Write out word for word the part of the material that opens with the line containing "Identify statue's nose." and closes with the line containing "388 122 422 157", both lines included, and nothing else.

-------- Provided records --------

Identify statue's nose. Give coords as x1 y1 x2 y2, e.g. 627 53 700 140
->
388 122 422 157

--------
-------- Provided records --------

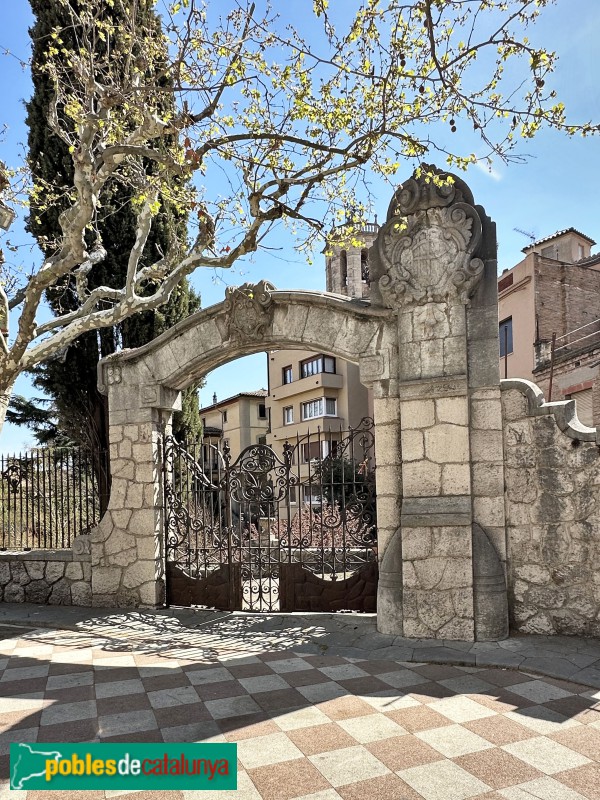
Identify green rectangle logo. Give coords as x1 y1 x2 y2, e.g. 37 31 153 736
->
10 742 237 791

--------

# Completed task
Identify statue's nose. Give coords as x1 y1 x2 y2, e.g. 627 53 700 140
->
388 122 422 157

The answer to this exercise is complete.